[start of EXTRACTED DATA]

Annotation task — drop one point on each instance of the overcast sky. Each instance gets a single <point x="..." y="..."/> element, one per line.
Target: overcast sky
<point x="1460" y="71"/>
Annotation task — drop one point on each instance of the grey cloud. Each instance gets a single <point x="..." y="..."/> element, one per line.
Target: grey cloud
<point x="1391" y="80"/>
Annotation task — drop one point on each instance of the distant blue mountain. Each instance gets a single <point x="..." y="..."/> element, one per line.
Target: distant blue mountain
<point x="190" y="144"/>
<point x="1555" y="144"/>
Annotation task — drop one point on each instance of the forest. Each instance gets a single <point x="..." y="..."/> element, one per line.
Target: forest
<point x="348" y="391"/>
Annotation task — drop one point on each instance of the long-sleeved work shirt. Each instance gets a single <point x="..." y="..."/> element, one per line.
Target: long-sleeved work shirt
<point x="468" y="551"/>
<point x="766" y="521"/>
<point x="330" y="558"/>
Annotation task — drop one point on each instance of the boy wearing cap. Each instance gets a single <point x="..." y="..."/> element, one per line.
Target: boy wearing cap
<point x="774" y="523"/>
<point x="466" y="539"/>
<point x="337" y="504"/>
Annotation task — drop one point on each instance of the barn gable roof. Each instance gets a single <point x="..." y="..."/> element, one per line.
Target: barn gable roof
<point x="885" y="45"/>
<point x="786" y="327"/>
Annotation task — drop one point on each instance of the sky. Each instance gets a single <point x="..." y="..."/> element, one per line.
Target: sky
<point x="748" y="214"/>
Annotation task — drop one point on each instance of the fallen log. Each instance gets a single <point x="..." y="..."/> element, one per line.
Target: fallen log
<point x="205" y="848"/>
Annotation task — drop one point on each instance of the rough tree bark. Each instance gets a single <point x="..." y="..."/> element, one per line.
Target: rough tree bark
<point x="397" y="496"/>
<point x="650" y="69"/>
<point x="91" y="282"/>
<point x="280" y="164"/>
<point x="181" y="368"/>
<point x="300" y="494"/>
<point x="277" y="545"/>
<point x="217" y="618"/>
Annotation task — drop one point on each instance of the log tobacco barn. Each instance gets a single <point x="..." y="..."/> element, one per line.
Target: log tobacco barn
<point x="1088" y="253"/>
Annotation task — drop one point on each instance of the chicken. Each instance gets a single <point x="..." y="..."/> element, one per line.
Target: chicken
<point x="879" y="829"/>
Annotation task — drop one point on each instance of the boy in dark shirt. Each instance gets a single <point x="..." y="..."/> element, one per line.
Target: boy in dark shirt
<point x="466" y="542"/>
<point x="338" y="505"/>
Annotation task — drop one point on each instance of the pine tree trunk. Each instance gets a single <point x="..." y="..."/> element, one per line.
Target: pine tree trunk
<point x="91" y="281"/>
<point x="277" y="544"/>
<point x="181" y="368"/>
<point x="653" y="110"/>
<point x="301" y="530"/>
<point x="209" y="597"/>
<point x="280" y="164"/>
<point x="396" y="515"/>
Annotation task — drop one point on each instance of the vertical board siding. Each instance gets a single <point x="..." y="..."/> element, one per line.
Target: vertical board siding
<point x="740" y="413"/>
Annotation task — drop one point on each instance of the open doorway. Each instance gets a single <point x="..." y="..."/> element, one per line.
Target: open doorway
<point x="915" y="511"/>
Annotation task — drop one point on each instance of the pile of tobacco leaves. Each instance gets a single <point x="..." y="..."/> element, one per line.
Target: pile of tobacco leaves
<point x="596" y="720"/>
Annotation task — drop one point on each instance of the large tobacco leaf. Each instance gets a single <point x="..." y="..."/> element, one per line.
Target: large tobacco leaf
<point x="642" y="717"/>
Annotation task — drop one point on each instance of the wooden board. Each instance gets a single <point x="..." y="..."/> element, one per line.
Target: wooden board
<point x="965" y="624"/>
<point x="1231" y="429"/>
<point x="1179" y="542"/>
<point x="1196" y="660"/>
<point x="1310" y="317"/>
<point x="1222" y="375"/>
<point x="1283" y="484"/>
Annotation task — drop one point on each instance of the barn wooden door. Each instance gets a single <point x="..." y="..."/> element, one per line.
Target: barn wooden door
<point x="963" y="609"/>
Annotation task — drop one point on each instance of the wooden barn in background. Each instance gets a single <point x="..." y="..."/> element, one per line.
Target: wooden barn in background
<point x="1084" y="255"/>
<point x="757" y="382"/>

[end of EXTRACTED DATA]

Could you arrange the records above as a two-column CSV with the columns "text" and "answer", one row for each record and all records included, putting each record's text and its answer in one quoted field apiece and turning line breaks into spaces?

WRITTEN REPLY
text,answer
"Annotation task — drop one point on each instance of the overcast sky. Each instance gets a single <point x=""..."" y=""...""/> element, one per line. Target: overcast sky","<point x=""1460"" y=""71""/>"
"Annotation task — drop one point on each instance of the grey cloud. Each instance gets a single <point x=""..."" y=""...""/> element, one per line. Target: grey cloud","<point x=""1391"" y=""80""/>"
"Annotation task — drop one point on each instance of the distant blue mountain. Each instance gets a single <point x=""..."" y=""...""/> element, one per line. Target: distant blue mountain","<point x=""190"" y=""144""/> <point x=""1555"" y=""144""/>"
"Annotation task — drop one point on each instance of the forest. Each instance gets a single <point x=""..."" y=""...""/> element, one per line. Target: forest","<point x=""348"" y=""391""/>"
"Annotation task — drop one point on each instance of the long-sleeved work shirt. Each instance gets a single <point x=""..."" y=""...""/> element, one per line. Target: long-sleeved work shirt","<point x=""468"" y=""551""/> <point x=""766"" y=""521""/> <point x=""330"" y=""558""/>"
"Annotation task — drop one point on each instance of the boy wearing cap. Each instance gets a single <point x=""..."" y=""...""/> element, one per line. Target: boy wearing cap","<point x=""774"" y=""523""/> <point x=""466"" y=""539""/> <point x=""337"" y=""504""/>"
"Annotation task — drop one point on each instance of the barn gable roof. Each instance gets a single <point x=""..."" y=""...""/> element, one per line. Target: barn gable roof","<point x=""885"" y=""45""/> <point x=""786"" y=""327""/>"
"Annotation task — drop one point on each instance of the sky. Each instance gets a single <point x=""..."" y=""...""/> element, one per line. Target: sky","<point x=""748"" y=""214""/>"
"Annotation task — drop one point on each instance of the fallen log. Each instance gets a single <point x=""..."" y=""...""/> element, one per line. Target: fallen log","<point x=""205"" y=""848""/>"
"Annotation task — drop one point on each instance of the rough tree bark. Each instance gets a single <point x=""..."" y=""...""/> element, one per line. Target: rough tree bark","<point x=""397"" y=""496""/> <point x=""650"" y=""69""/> <point x=""91"" y=""282""/> <point x=""280"" y=""164""/> <point x=""181"" y=""368""/> <point x=""300"" y=""494""/> <point x=""277"" y=""545""/> <point x=""217"" y=""618""/>"
"Annotation task — drop one point on each instance of the log tobacco barn. Each instance gets a single <point x=""..."" y=""...""/> element, one per line. Target: log tobacco barn","<point x=""1088"" y=""253""/>"
"Annotation task — drop one point on each instance of the chicken. Each instance gets a single <point x=""..."" y=""...""/> element, one per line. Target: chicken","<point x=""879"" y=""829""/>"
"Annotation task — drop one point on each instance of the boy in dark shirt. Each instance gets a single <point x=""..."" y=""...""/> element, one per line. Target: boy in dark shirt","<point x=""466"" y=""542""/> <point x=""338"" y=""505""/>"
"Annotation task — drop one point on each instance of the pine tree trunk. Each instance gets a single <point x=""..."" y=""...""/> element, one per line. Target: pine tree trunk","<point x=""91"" y=""281""/> <point x=""277"" y=""544""/> <point x=""181"" y=""368""/> <point x=""653"" y=""110""/> <point x=""301"" y=""530""/> <point x=""209"" y=""597""/> <point x=""280"" y=""164""/> <point x=""396"" y=""515""/>"
"Annotation task — drop one point on each instance of the vertical board siding. Each instance gets a single <point x=""..."" y=""...""/> element, one per line. Target: vertical board siding","<point x=""740"" y=""413""/>"
"Annotation task — drop one point on each instance of the open doorway. Each instance gets a single <point x=""..."" y=""...""/> element, one per line. Target: open doorway","<point x=""915"" y=""511""/>"
"Annotation task — drop one point on each instance of the pile of tobacco leaves. Each instance gets a single <point x=""..."" y=""...""/> element, one per line. Target: pile of tobacco leaves","<point x=""596"" y=""720""/>"
"Annotation task — drop one point on each instance of the large tobacco leaf. Each instance gets a single <point x=""..."" y=""...""/> element, one per line. Target: large tobacco leaf","<point x=""642"" y=""717""/>"
"Annotation task — drop one point on each instance of the wooden board. Each instance gets a single <point x=""..."" y=""...""/> element, one per line. Target: wooden board","<point x=""965"" y=""624""/> <point x=""1231"" y=""429""/> <point x=""1179"" y=""542""/> <point x=""1196"" y=""660""/> <point x=""1310"" y=""317""/> <point x=""1222"" y=""375""/> <point x=""1283"" y=""484""/>"
"Annotation task — drop one point on each instance of the barn wooden door. Each instance gets a single <point x=""..."" y=""...""/> element, one per line. Target: barn wooden door","<point x=""963"" y=""609""/>"
"Annotation task — drop one point on each instance of the wooden barn in background. Each instance gets a single <point x=""..."" y=""...""/> element, one per line. Target: wooden barn in background","<point x=""1084"" y=""255""/> <point x=""757"" y=""382""/>"